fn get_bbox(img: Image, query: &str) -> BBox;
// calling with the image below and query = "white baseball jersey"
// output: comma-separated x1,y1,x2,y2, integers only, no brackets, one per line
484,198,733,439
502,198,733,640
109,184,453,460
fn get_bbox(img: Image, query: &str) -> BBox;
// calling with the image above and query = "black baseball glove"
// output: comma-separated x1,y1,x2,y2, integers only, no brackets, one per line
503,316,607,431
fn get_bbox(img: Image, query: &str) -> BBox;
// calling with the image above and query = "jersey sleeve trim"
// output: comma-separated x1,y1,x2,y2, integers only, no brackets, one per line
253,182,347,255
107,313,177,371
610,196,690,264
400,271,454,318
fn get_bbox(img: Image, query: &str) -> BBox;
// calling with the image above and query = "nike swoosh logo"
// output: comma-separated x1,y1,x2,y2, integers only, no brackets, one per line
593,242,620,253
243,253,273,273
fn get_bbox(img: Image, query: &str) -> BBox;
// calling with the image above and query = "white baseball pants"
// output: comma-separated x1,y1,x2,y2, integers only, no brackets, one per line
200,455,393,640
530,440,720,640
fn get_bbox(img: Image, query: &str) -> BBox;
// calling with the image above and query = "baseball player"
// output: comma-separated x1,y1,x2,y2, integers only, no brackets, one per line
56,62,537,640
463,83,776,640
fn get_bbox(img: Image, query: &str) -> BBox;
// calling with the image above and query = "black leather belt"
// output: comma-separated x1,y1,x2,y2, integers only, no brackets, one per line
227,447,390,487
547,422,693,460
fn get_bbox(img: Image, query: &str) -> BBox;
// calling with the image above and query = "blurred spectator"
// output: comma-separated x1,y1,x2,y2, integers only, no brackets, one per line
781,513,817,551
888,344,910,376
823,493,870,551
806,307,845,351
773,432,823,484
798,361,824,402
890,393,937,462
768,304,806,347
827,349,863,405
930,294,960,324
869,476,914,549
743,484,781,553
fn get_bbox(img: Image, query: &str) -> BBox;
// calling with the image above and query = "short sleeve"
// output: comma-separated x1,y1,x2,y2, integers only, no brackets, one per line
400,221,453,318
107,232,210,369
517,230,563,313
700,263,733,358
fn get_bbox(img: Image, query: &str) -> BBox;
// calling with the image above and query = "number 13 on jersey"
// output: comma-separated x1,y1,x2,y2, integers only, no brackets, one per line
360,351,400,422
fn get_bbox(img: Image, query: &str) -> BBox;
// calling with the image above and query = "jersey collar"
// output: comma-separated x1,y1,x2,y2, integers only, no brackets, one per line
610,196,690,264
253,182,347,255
※
**What is asked**: Extract every entry above as it appears.

**In response**:
fn get_bbox(img: Image, query: &str) -> BBox;
// calling with the image below and query = "white baseball jersey"
// output: comma-separated x1,y1,x2,y2, integers only, no brackets, one per line
484,198,733,439
502,198,733,640
109,184,453,460
fn get_bbox(img: Image, query: &str) -> BBox;
// calling with the image above and query = "black baseball glove"
// output: comma-separated x1,y1,x2,y2, integers only, no brackets, one per line
503,316,607,431
fn get_bbox(img: Image, query: &str) -> BBox;
// calling with the image above and query = "jersey sleeve trim"
// output: comma-separated x1,y1,x2,y2, integers only, no brackets, one per line
253,182,347,255
107,313,177,371
610,196,690,264
400,271,454,318
fn get_bbox(img: Image, query: &str) -> BBox;
// calling with the image above and query = "nike swoosh logo"
// output: comma-separated x1,y1,x2,y2, integers only, no brackets, one per line
593,242,620,253
243,253,273,273
fn get_bbox(img: Image, query: &str) -> BBox;
// calling with the image above and query = "white baseball pants"
// output: comma-separated x1,y1,x2,y2, integers only, no brackets, one per line
200,455,393,640
530,440,720,640
fn get_bbox(img: Image, query: &str) -> BBox;
// calling with the image above and query = "baseball player"
// output: comma-separated x1,y1,x2,y2, integers only, no brackets, one per line
56,62,537,640
463,83,776,640
fn get_bbox(img: Image, query: &str) -> BBox;
// calling with the image above and query = "black leather belt"
// output: comma-separated x1,y1,x2,y2, integers only, no brackets, one per line
227,447,390,487
547,422,693,460
fn get_bbox(img: Image, query: &str) -> BBox;
// calling with the image above and query = "blurred spectator"
// output: comma-separated x1,y1,x2,y2, integers only, no brackets, one per line
781,513,817,551
888,344,910,376
823,493,870,551
806,307,845,351
773,432,823,484
798,361,824,402
890,393,937,462
768,304,806,347
827,349,863,405
930,294,960,324
869,476,914,549
743,484,781,553
fn get_bbox(img: Image, query: &str) -> BBox;
// calling with the image above and query = "short sleeve"
// output: comma-separated x1,y1,x2,y2, integers only, no brackets, one per line
400,221,453,318
107,232,210,369
517,230,563,313
700,263,733,358
fn get_bbox(img: Image, query: &str) -> BBox;
// calling with the image above and query = "number 13 on jersey"
// output: comma-separated x1,y1,x2,y2, integers only, no brackets, one per line
360,351,400,422
fn get_bbox(img: Image, query: &str) -> BBox;
// calling with the image above and query = "jersey collar"
// output: comma-separated x1,y1,x2,y2, integers only, no brackets, one per line
610,196,690,264
253,182,347,255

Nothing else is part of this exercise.